### Job 1
In the passage on subjectivity in journalism, which form holds the most subjectivity?
### Job 2
Reproduce the stretch of the passage on subjectivity in journalism from "Subjectivity increases as" through "made more obvious.".
### Job 3
Pick up the passage on subjectivity in journalism after its final sentence and keep writing.

### Text shown

::::::::

Subjectivity increases as a news story develops into a documentary. As news, objectivity is 'naturally' assumed. As current affairs, more word from the journalist appears. The documentary contains the most amount of subjectivity, where the journalist’s point of view is made more obvious.

Journalism at all levels, however, has higher levels of subjectivity than journalists are prepared to admit. Subjectivity is especially high in television, especially where commercial imperatives are playing a role in the process. Journalism, like camera operators and editors, are playing powerful authoring roles, often without the slightest understanding of the ethics critical theories surrounding their work.

In times of pressure, the young or inexperienced journalist will be forced to work rapidly, and so personal beliefs will carry them through such emergencies. This is an ethical minefield. These personal morals are some-how assumed to be commonly held and in keeping with the values held in the professional codes. But this is often not the case, especially when the journalist is operating within a culture that is not their own.

::::::::

### Listed records
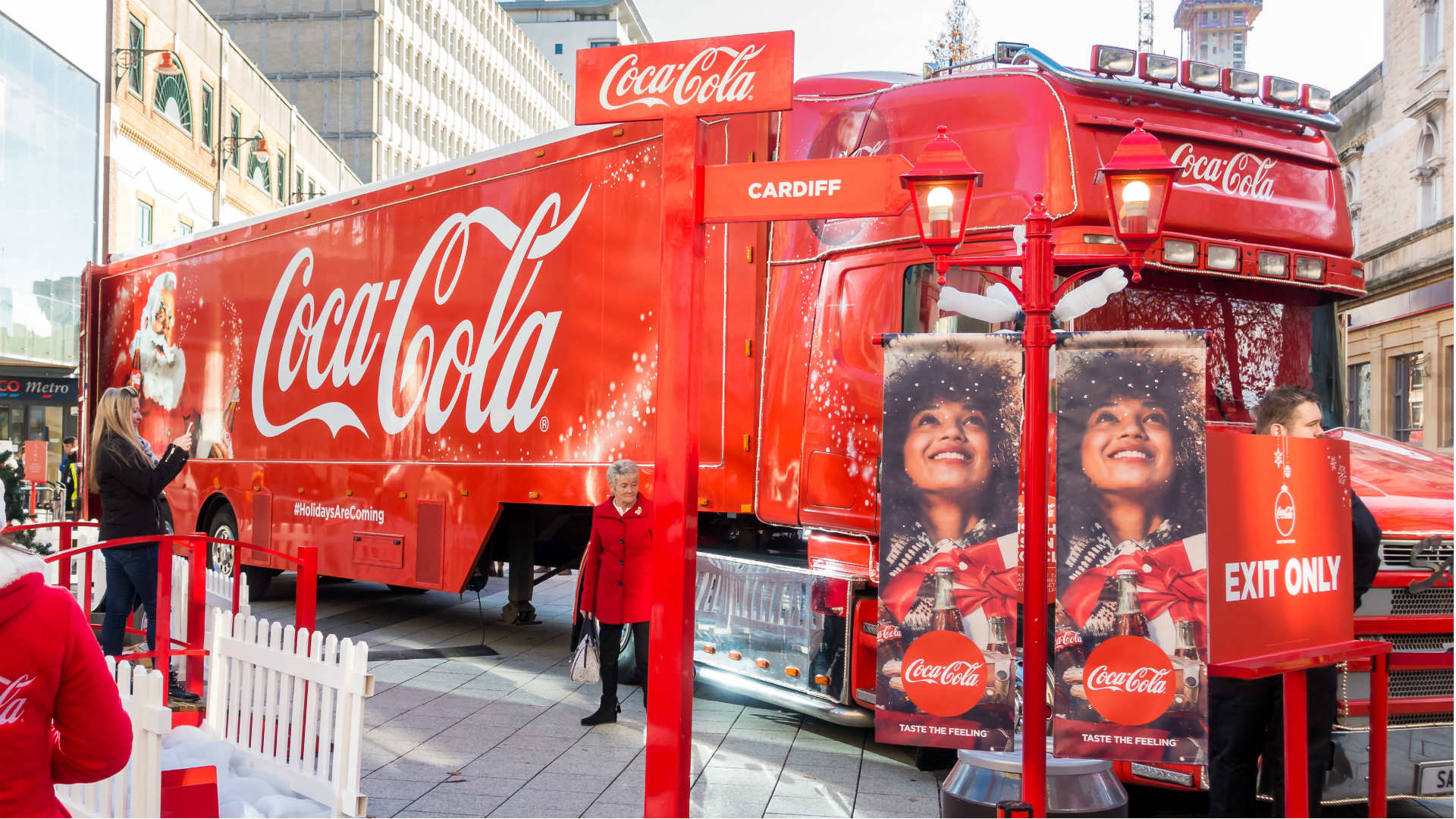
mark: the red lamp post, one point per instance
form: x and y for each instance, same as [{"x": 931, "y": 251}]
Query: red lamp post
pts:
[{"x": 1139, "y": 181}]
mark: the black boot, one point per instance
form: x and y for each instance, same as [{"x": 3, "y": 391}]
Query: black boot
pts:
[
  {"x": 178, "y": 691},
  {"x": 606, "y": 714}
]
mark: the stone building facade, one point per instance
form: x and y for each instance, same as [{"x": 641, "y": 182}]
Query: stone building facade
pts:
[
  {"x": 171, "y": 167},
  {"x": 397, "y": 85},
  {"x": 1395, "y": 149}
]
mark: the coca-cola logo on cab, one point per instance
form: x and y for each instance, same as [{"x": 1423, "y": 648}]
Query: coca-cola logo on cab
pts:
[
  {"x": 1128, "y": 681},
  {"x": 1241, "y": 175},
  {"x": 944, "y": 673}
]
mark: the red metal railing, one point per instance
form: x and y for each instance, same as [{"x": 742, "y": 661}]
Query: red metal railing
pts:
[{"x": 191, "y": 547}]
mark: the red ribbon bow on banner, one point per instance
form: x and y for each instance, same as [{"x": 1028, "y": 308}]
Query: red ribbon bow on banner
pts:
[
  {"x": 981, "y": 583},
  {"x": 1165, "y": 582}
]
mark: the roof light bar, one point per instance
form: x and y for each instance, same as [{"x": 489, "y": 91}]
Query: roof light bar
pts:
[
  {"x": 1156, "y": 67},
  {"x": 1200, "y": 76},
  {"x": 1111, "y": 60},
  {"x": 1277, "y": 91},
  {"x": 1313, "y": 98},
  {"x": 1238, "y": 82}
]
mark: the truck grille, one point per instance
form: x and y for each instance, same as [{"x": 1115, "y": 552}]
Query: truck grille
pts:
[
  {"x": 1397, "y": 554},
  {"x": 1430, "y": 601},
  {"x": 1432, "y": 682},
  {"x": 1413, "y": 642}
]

::::::::

### Exercise output 1
The documentary.

### Exercise output 2
Subjectivity increases as a news story develops into a documentary. As news, objectivity is 'naturally' assumed. As current affairs, more word from the journalist appears. The documentary contains the most amount of subjectivity, where the journalist’s point of view is made more obvious.

### Exercise output 3
To be accountable and reflexive on ethical issues, filmmakers and journalists must always be calmly deconstructing, and reflecting on their methods. While on the job, journalists must have abilities to consider the potential for bias versus journalistic imperatives. They must interrogate the authority they assume as journalists, as well as the position of the subject in relation to the camera's gaze wielding power over subjects in the story. And all of this while considering their own constructs and biases that they bring to the story.

The audience of video news, current affairs, or documentary, also come with their own complex subjective views, relating to the positions and ideologies of the video they are watching. A shift in perception or the way people read a story and a subject can occur as viewers simultaneously respond in relation to their outside influences. Like news, documentary assumes a naturalness and a non-fiction position, empowered through the viewer’s desire to know the truth. News and documentary rarely encourage an awareness in the viewer that the views given in the film originate from the encounters between social actors and the camera recording their actions, such as the decisions of the camera operator, the journalist, the editor and the Chief of Staff Reviewer.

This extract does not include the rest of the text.